» Seitenauszug:
So entsteht das innere Erleben:
So ist es halt.
Ich kann eh nichts ändern.

Die Opferfalle ist in diesem Sinn kein Charakterzug und auch kein bewusstes Opfersein. Sie ist ein Zustand, der entsteht, wenn der Autopilot das Steuer übernommen hat und kaum Raum für inneren Abstand lässt.

Man sieht das Problem – aber nicht den Spielraum.

Autopilot und Grübeln

Oft zeigt sich der Autopilot nicht nur im Tun, sondern auch im Denken.

Grübeln fühlt sich an wie intensives Nachdenken. In Wahrheit ist es meist ein Kreisen ohne Unterbrechung.

Gedanken laufen immer wieder dieselben Bahnen entlang. Sie beschäftigen uns, aber sie bringen keine Bewegung.

Grübeln ist deshalb kein Zeichen von Tiefe, sondern häufig ein Zeichen dafür, dass der Autopilot auch im Kopf aktiv ist.

» Zeilenauszüge:
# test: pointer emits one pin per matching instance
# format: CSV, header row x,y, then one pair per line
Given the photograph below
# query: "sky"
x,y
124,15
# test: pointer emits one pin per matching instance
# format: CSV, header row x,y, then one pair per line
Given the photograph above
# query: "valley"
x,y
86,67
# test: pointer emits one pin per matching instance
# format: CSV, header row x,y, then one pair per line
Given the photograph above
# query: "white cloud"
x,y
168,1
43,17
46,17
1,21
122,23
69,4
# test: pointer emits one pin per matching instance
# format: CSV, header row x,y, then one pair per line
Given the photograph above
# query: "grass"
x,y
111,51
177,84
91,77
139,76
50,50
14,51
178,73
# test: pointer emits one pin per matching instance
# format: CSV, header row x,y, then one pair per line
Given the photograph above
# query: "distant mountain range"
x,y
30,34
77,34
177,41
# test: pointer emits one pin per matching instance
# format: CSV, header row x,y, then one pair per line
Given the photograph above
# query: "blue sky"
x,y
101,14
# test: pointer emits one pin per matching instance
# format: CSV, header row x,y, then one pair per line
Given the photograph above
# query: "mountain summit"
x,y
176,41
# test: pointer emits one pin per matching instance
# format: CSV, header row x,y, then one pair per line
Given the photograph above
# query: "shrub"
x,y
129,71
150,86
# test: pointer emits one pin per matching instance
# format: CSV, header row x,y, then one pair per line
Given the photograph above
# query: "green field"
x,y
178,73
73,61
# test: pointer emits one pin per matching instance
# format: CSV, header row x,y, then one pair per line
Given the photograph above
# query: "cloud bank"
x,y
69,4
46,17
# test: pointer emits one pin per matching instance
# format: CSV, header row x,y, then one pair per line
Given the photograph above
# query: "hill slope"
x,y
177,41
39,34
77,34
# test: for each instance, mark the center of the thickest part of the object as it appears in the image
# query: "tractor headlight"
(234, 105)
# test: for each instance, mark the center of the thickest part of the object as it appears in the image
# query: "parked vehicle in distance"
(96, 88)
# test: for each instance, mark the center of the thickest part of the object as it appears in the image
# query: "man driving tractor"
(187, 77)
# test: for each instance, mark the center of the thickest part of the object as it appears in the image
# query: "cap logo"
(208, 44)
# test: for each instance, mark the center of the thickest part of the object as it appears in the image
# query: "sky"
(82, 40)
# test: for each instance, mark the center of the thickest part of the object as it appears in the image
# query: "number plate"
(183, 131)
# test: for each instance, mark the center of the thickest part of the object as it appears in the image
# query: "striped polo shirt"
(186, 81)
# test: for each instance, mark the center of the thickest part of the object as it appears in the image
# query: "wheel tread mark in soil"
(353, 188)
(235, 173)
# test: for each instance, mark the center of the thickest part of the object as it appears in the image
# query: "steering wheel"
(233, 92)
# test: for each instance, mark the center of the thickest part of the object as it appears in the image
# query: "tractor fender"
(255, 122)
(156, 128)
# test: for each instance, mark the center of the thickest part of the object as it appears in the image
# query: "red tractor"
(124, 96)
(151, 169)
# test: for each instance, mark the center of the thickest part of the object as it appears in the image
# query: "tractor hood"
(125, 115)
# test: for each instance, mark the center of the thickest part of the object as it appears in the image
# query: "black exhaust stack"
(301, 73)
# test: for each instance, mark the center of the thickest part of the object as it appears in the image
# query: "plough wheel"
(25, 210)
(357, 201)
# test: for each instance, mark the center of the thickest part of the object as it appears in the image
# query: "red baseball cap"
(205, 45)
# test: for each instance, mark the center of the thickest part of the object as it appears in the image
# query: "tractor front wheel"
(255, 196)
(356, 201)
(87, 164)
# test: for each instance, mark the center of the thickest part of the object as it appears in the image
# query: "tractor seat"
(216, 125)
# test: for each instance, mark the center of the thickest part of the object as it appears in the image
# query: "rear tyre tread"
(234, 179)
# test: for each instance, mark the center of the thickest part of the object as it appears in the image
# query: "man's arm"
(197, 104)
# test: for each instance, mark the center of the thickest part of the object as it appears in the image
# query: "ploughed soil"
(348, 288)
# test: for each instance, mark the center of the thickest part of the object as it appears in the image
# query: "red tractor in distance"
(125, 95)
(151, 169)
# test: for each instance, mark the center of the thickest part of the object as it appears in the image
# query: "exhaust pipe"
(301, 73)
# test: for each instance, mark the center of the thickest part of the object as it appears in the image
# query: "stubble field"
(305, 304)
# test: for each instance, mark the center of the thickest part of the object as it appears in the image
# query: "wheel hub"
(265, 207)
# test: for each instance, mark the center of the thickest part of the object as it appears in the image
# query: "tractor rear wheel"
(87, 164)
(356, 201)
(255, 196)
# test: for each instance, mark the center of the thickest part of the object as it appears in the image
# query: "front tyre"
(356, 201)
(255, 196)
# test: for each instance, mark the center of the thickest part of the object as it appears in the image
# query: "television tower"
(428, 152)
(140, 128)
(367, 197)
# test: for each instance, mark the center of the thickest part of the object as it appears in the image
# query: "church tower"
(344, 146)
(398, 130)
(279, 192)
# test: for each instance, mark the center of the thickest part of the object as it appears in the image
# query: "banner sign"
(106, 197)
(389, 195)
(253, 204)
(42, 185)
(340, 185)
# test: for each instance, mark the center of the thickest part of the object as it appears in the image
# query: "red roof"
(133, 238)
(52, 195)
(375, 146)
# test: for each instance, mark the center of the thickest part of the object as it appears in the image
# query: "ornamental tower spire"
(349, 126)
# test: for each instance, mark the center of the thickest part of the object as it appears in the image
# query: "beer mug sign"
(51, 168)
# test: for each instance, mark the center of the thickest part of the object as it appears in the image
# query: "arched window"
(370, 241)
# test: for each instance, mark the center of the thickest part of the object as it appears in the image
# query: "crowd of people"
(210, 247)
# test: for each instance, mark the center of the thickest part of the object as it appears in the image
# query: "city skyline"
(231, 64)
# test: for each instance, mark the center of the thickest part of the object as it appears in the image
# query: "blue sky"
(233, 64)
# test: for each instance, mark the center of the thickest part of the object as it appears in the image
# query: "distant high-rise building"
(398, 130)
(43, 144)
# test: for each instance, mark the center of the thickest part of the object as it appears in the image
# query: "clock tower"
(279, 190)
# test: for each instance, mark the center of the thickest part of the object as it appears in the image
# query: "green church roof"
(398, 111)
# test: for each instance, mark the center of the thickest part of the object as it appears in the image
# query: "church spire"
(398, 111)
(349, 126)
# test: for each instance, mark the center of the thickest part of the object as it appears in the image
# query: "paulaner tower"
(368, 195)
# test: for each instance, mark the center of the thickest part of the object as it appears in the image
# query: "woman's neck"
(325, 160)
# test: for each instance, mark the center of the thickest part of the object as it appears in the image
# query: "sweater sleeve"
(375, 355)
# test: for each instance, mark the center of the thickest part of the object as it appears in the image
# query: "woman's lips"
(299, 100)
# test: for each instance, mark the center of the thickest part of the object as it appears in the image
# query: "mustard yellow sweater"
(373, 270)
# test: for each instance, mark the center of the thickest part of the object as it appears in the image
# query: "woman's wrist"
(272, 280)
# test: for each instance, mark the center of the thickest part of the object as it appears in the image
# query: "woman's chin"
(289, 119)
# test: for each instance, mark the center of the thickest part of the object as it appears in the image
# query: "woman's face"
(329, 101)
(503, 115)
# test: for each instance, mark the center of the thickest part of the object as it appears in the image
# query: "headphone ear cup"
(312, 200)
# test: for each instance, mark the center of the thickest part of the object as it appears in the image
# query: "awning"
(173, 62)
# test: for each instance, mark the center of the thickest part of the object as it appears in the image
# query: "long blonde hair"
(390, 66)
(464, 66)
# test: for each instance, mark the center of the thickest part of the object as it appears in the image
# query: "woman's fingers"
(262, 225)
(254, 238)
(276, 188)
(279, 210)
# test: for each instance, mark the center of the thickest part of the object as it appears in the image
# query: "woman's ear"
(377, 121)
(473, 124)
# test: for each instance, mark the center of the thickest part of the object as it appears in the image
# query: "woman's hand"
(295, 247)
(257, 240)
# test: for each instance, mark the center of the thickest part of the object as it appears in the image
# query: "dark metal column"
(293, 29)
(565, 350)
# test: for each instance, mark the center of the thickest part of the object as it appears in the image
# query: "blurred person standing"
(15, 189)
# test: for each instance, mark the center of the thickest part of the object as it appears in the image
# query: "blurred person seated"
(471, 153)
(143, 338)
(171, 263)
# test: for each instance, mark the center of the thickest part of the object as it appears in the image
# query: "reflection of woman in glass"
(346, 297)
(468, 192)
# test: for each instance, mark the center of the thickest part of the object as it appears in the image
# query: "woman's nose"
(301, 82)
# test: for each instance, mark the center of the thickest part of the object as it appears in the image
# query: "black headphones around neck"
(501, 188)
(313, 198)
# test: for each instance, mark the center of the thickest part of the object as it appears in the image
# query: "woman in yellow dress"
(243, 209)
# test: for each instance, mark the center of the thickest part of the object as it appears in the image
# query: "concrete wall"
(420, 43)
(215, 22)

» Kurze Aufgabe 1: Tausche im Seitenauszug „Kreisen“ gegen „Drehen“ und gib die Stelle von „Oft zeigt sich“ bis einschließlich „bringen keine Bewegung.“ wieder.
» Kurze Aufgabe 2: Schreib alle ganzen Sätze aus dem Seitenauszug heraus, in denen das Wort „Autopilot“ steht. Die Überschrift zählt nicht dazu.

» Endergebnis 1:
Oft zeigt sich der Autopilot nicht nur im Tun, sondern auch im Denken.

Grübeln fühlt sich an wie intensives Nachdenken. In Wahrheit ist es meist ein Drehen ohne Unterbrechung.

Gedanken laufen immer wieder dieselben Bahnen entlang. Sie beschäftigen uns, aber sie bringen keine Bewegung.

» Endergebnis 2:
- Sie ist ein Zustand, der entsteht, wenn der Autopilot das Steuer übernommen hat und kaum Raum für inneren Abstand lässt.
- Oft zeigt sich der Autopilot nicht nur im Tun, sondern auch im Denken.
- Grübeln ist deshalb kein Zeichen von Tiefe, sondern häufig ein Zeichen dafür, dass der Autopilot auch im Kopf aktiv ist.